Galls have been recommended as an antidote to the vegetable alkaloids, and the medicines containing them, as opium, belladonna, stramonium, hyoscyamus, conium, and nux vomica, upon the supposition that, the tannates of these principles being insoluble in water, they are rendered less active by the combination. But it has been shown that. in respect to one at least of these alkaloids, namely quinia, the tannate is scarcely if at all less efficacious than the soluble salts; and the same is probably true of all of them. Galls should not, therefore, be relied on as an antidote in any case of poisoning with these organic alkalies, whether isolated or in their native state of combination; and, if exhibited at all, should be used merely as an adjuvant to measures calculated to evacuate the poison from the stomach and bowels. The same may be said of their presumed efficacy in cases of poisoning from tartar emetic; at least this antimonial has been repeatedly known to vomit actively, when prescribed, in the ordinary emetic dose, in connection with substances containing tannic acid.

## [Recorded information]
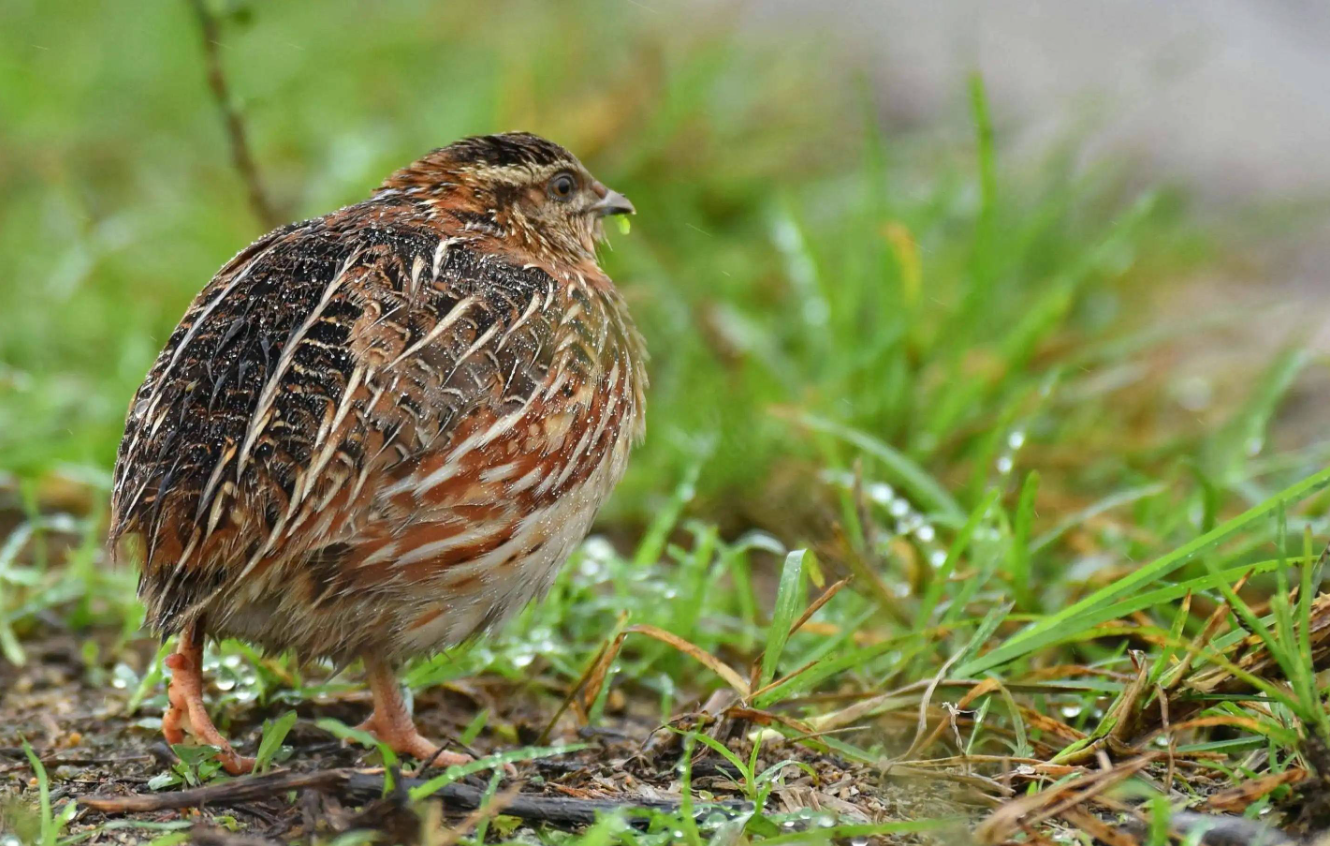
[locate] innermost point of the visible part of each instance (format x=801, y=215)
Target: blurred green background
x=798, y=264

* * *

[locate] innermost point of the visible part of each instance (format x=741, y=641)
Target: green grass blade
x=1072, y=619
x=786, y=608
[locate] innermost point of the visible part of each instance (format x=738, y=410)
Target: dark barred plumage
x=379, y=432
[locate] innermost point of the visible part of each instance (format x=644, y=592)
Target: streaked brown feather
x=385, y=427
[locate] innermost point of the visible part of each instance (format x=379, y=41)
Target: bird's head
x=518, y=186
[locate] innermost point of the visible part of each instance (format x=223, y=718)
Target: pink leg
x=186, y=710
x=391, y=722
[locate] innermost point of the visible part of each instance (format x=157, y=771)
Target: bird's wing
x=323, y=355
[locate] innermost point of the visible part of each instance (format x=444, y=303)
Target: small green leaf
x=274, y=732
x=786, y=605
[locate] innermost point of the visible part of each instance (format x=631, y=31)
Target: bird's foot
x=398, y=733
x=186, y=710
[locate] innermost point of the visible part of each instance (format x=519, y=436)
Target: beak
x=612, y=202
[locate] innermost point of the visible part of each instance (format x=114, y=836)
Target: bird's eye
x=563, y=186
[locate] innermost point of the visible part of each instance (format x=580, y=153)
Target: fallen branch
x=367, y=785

...

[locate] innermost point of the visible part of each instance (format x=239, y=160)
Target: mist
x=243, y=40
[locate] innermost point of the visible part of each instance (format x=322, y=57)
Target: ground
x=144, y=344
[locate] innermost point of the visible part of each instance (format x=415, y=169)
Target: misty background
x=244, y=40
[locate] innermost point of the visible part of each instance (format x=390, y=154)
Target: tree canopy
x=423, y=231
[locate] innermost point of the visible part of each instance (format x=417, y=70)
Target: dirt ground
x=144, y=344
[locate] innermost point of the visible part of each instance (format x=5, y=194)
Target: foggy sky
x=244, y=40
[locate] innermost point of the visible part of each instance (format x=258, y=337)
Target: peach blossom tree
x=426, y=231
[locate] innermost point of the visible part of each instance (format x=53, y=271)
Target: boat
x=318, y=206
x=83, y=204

## [Prompt 1]
List every medicine the passage on galls names as containing vegetable alkaloids.
## [Prompt 2]
Put this sentence from the passage on galls into Spanish: "The same may be said of their presumed efficacy in cases of poisoning from tartar emetic; at least this antimonial has been repeatedly known to vomit actively, when prescribed, in the ordinary emetic dose, in connection with substances containing tannic acid."
## [Prompt 3]
Carry on the passage on galls from its last sentence.
The rows have nothing to do with the passage on galls.

## [Output 1]
opium, belladonna, stramonium, hyoscyamus, conium, nux vomica

## [Output 2]
Lo mismo puede decirse de su supuesta eficacia en los casos de envenenamiento por tártaro emético; al menos, se ha sabido en repetidas ocasiones que este antimonial provoca un vómito activo cuando se receta, en la dosis emética habitual, junto con sustancias que contienen ácido tánico.

## [Output 3]
Administration

The dose of powdered galls is from ten to twenty grains, which may be given three or four times a day. An infusion, made in the proportion of an ounce to a pint of boiling water, may be administered as often in the dose of a wineglassful.

The officinal Tincture (Tinctura GallAe, U.S.) is more used as a chemical test than as a medicine, but may be given in the dose of from one to three fluidrachms. By time and exposure the tannic acid contained in it is apt to be converted into gallic acid; and its virtues, whether as a test or as a medicine, may be thus impaired.

A powerfully astringent preparation was much used, in obstinate cases of diarrhoea, by the late Drs. Physick and Parrish, of this city made by introducing into a cup two or three drachms of coarsely powdered galls, pouring over the powder three or four fluidounces of brandy, putting upon iron skewers placed near each other over the top of the cup several pieces of loaf sugar, then setting fire to the brandy, and allowing it to burn until the alcohol was so far consumed that it would burn no longer. The sugar was melted in the flames, and, falling into the liquid, made a rich syrup, which was carefully poured off from the dregs, and given in the dose of a fluidrachm.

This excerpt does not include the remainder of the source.